▸ Problem to solve: For this exercise, write out each entry below exactly, omitting the images.
━━━ Material supplied ━━━
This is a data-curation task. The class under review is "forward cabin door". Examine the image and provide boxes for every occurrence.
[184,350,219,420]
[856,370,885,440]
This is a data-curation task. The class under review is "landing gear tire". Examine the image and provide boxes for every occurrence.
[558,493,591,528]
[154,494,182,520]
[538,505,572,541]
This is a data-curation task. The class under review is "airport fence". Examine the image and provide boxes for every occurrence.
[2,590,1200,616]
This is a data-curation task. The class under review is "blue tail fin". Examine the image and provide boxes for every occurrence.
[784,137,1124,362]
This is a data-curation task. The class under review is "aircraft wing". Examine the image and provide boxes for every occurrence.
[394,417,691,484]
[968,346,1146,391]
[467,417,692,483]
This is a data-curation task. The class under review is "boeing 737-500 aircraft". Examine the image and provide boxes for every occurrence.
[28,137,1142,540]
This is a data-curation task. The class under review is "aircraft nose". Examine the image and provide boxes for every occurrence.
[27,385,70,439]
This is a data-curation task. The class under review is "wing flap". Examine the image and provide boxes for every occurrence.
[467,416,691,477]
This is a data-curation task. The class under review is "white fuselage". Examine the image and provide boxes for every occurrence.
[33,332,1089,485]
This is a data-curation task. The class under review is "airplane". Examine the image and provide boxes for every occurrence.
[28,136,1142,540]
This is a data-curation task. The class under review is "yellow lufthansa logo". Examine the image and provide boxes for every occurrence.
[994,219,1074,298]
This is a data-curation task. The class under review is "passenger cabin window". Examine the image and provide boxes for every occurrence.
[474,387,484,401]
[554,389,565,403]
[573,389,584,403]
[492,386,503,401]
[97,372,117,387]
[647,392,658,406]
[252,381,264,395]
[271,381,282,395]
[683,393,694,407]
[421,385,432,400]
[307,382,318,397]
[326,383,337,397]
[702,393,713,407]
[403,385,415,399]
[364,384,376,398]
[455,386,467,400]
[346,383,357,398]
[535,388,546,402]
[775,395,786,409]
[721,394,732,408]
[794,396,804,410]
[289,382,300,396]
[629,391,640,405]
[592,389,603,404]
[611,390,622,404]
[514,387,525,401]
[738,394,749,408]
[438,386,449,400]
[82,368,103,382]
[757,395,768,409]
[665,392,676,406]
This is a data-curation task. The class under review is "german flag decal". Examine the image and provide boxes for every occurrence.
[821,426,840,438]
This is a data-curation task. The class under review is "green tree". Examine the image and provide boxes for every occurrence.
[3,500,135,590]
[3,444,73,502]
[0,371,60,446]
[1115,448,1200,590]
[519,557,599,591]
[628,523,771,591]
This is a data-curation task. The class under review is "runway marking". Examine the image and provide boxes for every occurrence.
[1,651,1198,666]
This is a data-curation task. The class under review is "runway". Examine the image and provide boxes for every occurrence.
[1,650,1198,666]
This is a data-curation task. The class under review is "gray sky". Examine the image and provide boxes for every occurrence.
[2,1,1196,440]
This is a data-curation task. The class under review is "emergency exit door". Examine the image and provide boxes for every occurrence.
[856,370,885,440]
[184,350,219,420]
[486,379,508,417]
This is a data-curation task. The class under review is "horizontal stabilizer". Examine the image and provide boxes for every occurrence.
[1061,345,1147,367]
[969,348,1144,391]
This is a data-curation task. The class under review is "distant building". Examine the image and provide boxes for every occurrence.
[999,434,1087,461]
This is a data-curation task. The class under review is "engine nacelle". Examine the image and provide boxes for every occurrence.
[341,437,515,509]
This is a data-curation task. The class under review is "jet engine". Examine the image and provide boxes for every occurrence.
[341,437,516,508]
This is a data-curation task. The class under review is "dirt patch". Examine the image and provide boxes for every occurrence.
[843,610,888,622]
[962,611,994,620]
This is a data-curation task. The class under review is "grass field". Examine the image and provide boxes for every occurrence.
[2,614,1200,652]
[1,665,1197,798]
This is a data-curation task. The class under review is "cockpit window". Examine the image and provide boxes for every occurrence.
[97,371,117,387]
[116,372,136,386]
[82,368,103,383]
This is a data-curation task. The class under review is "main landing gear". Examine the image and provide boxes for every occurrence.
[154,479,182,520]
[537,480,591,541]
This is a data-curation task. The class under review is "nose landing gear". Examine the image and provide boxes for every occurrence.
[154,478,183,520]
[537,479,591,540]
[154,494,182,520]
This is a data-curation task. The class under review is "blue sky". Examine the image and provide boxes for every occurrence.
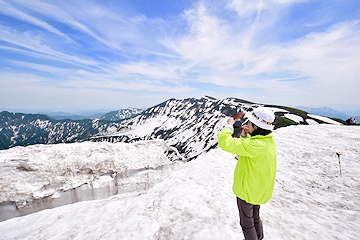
━━━
▸ Answer space:
This is a data-curation task. The class under review is "forward cabin door". Examine the image and provide boxes for every occurrence.
[184,350,219,420]
[856,370,885,440]
This is a data-curation task. The class under review is "landing gear tire". Examine the image and provide boxes for every occurrence.
[558,493,591,528]
[154,494,182,520]
[538,505,572,541]
This is a data-curation task. The class under review is "airport fence". Examine the image and provide boxes for every occurrence.
[2,590,1200,616]
This is a data-curation task. The class under review is "blue tail fin". Examine the image and provide boxes for every occurrence.
[784,137,1124,362]
This is a data-curation task. The class under review is "aircraft wing". Examine the image and provide boxes for every occurrence.
[394,417,691,484]
[968,346,1146,391]
[467,417,692,483]
This is a data-curation task. The class under review is "boeing 737-500 aircraft". Examine the image and provide boxes for every occurrence.
[28,137,1142,540]
This is a data-curation task. The class under review is "aircraft nose". Examine the image and provide boxes for every occurrence.
[27,385,70,439]
This is a data-curation task. The class under review is "wing flap". Examine the image and provide boxes for every occurrence.
[467,416,691,477]
This is a data-curation task. The class under review is "white fuselage". Examine the image and provide boxes for every occurrence.
[33,332,1089,485]
This is a data-curation task. The class under review is "airplane". Examine the image and provide boxes for every occurrence.
[28,136,1142,540]
This is a data-curation task. The class under review is "yellow lufthansa logo". Examine the image and provide boxes for every occurrence.
[994,219,1074,298]
This is a data-curation task. The class under review is "passenger cabin window". Examine the image and provide boxes for every occurrence.
[474,387,484,401]
[554,389,565,403]
[573,389,584,403]
[492,386,503,401]
[97,372,117,387]
[647,392,658,406]
[252,381,264,395]
[271,381,282,395]
[683,393,694,407]
[421,385,432,400]
[307,382,318,397]
[326,383,337,397]
[702,393,713,407]
[403,385,415,399]
[364,384,376,398]
[455,386,467,400]
[346,383,357,398]
[535,388,546,402]
[775,395,786,409]
[721,394,732,408]
[794,396,804,410]
[289,382,300,396]
[629,391,640,405]
[592,389,603,404]
[611,390,622,404]
[514,387,525,401]
[738,394,749,408]
[438,386,449,400]
[82,368,103,382]
[757,395,768,409]
[665,392,676,406]
This is a data-curation task. The class under review is "german flag decal". Examine the image and provide boxes for every occurrence.
[821,426,840,438]
This is a data-curation task. The class under review is "green tree". Examine the image and provide boxes for every occurrence.
[3,500,135,590]
[3,444,73,502]
[0,371,60,446]
[1115,448,1200,590]
[519,557,599,591]
[628,523,771,591]
This is a data-curation task. The class under review is "runway marking". Examine the image and provide boxes for every occurrence.
[1,651,1198,666]
This is a data-curation task. The class under review is "runway". Examine the image and provide boxes for every occurrence.
[1,650,1198,666]
This is a data-curation task. The class under review is "gray sky". Examine the image and provide boxes for every occurrence.
[2,1,1196,440]
This is a data-curation task. The class under review is "emergency exit door". Examine the image and provide boxes for every occurrence.
[856,370,885,440]
[184,350,219,420]
[486,379,508,417]
This is a data-curation task. The class under review is "horizontal stabilizer". Examine the image and provide boxes for every occurrence.
[1061,345,1147,367]
[969,348,1144,391]
This is a data-curation task. The class under review is "distant building". Examine the image and provide boxes for every occurrence.
[999,434,1087,461]
This is a data-curation task. The class under review is "engine nacelle". Examine the image and provide boxes for every occurrence.
[341,437,515,509]
This is a data-curation task. The class under review is "jet engine". Examine the image and provide boxes for every occurrence.
[341,437,516,508]
This is a data-curation task. The class under review is "dirt patch". Examine the image and provide boxes for every occurrence.
[843,610,888,622]
[962,611,994,620]
This is a data-curation task. The class under review is "grass field". Examine the image and provide boxes for every occurrence.
[2,614,1200,652]
[1,665,1197,798]
This is a data-curation task. The class under review is "cockpit window". Examine the image and provide boxes for every occurrence.
[97,371,117,387]
[116,372,136,386]
[82,368,103,383]
This is a data-curation task. The class under review is "main landing gear". Examine the image and provide boxes for every occurrence.
[154,479,182,520]
[537,480,591,541]
This is a data-curation task. The class under review is "nose landing gear". Examine the image and provide boxes for every occurrence.
[154,478,183,520]
[537,479,591,540]
[154,494,182,520]
This is a data-curation task. The class under review is "blue sky". Examine the image and provide boxes for every occurrence.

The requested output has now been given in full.